Task statement:
Repeat word for word the part of the concert review between "Platinum Consort OAE" and "beginning to end.", inclusive.

Friday, 20 December 2013

Platinum Consort OAE Christmas Oratorio Kings Place 19 December 2013

Bach: Christmas Oratorio: Parts I, III, V, VI
Platinum Consort, Orchestra of the Age of Enlightenment
Scott Inglis-Kidger, cond
Kings Place, London 19 December 2013

In a season dominated by Messiahs, spare a thought for the Christmas Oratorio. Were it not for Handel’s perennial singalong, Bach’s masterpiece would have far higher visibility on our Christmas programmes – and it certainly does on the continent. But this evening, the Platinum Consort and the OAE made an impressive effort to redress the balance. The results were festive, lively, imaginative, and, above all, joyous from beginning to end.
The Oxbridge chapel choir culture benefits the wider musical scene in this country in all sorts of subtle and indirect ways, but in recent years, a more direct channel for the talents they foster has been established, in the form of professional chamber choirs made up of their recent alumni. Platinum Consort is one such ensemble, established in Cambridge in 2004. When it comes to Bach, they’re competing with the best, and a few concessions need to be made for the performers’ age and level of experience. Even so, this is an impressive choir, one with a distinct identity and a clear passion for the music. The over-riding emotion in Bach’s Christmas Oratorio is joy; it’s an exuberating an up-front work, and that’s exactly how these young singers presented it. The choruses that open the first and sixth parts demonstrated this perfectly. Sure, there were slight ensemble problems here, but any lack of unity in execution contrasted a firm unit of intent. The singing was clear, focussed and committed - there was never any suggestion that they were just going through the motions.
Working with the Orchestra of the Age of Enlightenment was a mixed blessing for the singers. The OAE fielded a small ensemble, two violins on each desk but otherwise one to a part, but even in these small numbers the players dominated, if not in volume, then in experience and stylistic authority. The theorbo in the continuo was a particularly nice touch, and it is a credit to the exceptional Kings Place acoustic that he could always be heard. There were plenty of other fine things to hear from the orchestra too. The obbligatos from flautist Lisa Beznosiuk and leader Margaret Faultless were ideal. The fruity bassoon (Andrew Watts) was a real treat. And the trumpet section was led by the unparalleled David Blackadder, who stole the show every time he picked up his instrument – but how could he not?
Conductor Scott Inglis-Kidger, a co-founder of the choir, seemed to be aware that he could take the orchestra’s high standard of performance as read, and so focussed most of his attentions on the choir. He led diligently, ensuring the music breathed with the singers and was always carefully shaped. There was plenty of emotion here, and occasionally too much, especially in the chorales, which often seemed over-milked.

Recorded information:

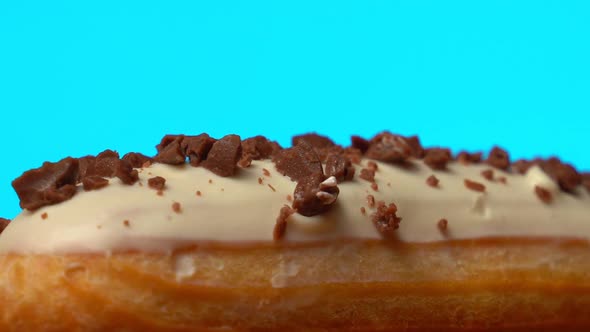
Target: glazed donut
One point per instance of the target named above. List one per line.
(382, 235)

Written answer:
Platinum Consort OAE Christmas Oratorio Kings Place 19 December 2013

Bach: Christmas Oratorio: Parts I, III, V, VI
Platinum Consort, Orchestra of the Age of Enlightenment
Scott Inglis-Kidger, cond
Kings Place, London 19 December 2013

In a season dominated by Messiahs, spare a thought for the Christmas Oratorio. Were it not for Handel’s perennial singalong, Bach’s masterpiece would have far higher visibility on our Christmas programmes – and it certainly does on the continent. But this evening, the Platinum Consort and the OAE made an impressive effort to redress the balance. The results were festive, lively, imaginative, and, above all, joyous from beginning to end.